DATASET RECORDS>
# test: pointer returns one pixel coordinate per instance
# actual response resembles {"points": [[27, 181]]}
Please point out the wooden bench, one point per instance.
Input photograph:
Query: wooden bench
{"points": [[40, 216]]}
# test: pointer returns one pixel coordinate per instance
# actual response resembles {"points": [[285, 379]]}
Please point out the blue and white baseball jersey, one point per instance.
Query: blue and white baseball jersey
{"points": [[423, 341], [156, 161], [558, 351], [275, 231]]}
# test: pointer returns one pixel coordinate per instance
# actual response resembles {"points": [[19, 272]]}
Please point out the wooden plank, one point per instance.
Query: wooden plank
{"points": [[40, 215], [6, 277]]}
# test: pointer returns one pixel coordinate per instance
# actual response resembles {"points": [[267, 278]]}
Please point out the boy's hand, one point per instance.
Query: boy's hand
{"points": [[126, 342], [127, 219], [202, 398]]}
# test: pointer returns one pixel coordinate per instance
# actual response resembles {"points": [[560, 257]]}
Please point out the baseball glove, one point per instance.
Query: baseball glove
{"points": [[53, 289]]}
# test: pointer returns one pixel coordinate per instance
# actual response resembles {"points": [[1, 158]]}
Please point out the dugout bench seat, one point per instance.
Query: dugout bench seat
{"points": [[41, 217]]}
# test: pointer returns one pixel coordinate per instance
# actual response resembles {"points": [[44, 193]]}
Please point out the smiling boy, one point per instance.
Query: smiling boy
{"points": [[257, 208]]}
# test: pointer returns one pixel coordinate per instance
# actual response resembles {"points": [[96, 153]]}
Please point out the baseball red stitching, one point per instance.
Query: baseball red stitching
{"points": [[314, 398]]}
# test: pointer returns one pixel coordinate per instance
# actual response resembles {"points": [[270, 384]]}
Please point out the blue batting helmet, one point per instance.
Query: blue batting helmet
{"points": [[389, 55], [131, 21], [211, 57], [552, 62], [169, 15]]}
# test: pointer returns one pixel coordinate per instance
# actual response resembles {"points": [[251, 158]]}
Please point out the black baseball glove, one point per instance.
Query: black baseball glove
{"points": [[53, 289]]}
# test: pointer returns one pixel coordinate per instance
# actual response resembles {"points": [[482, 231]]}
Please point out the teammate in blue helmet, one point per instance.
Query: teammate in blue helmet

WHAT TO WORK ON>
Working from the entries above, return all lines that contain "teammate".

WRITTEN ANSWER>
Please point out the teammate in blue helmet, one point per instance.
Query: teammate in blue helmet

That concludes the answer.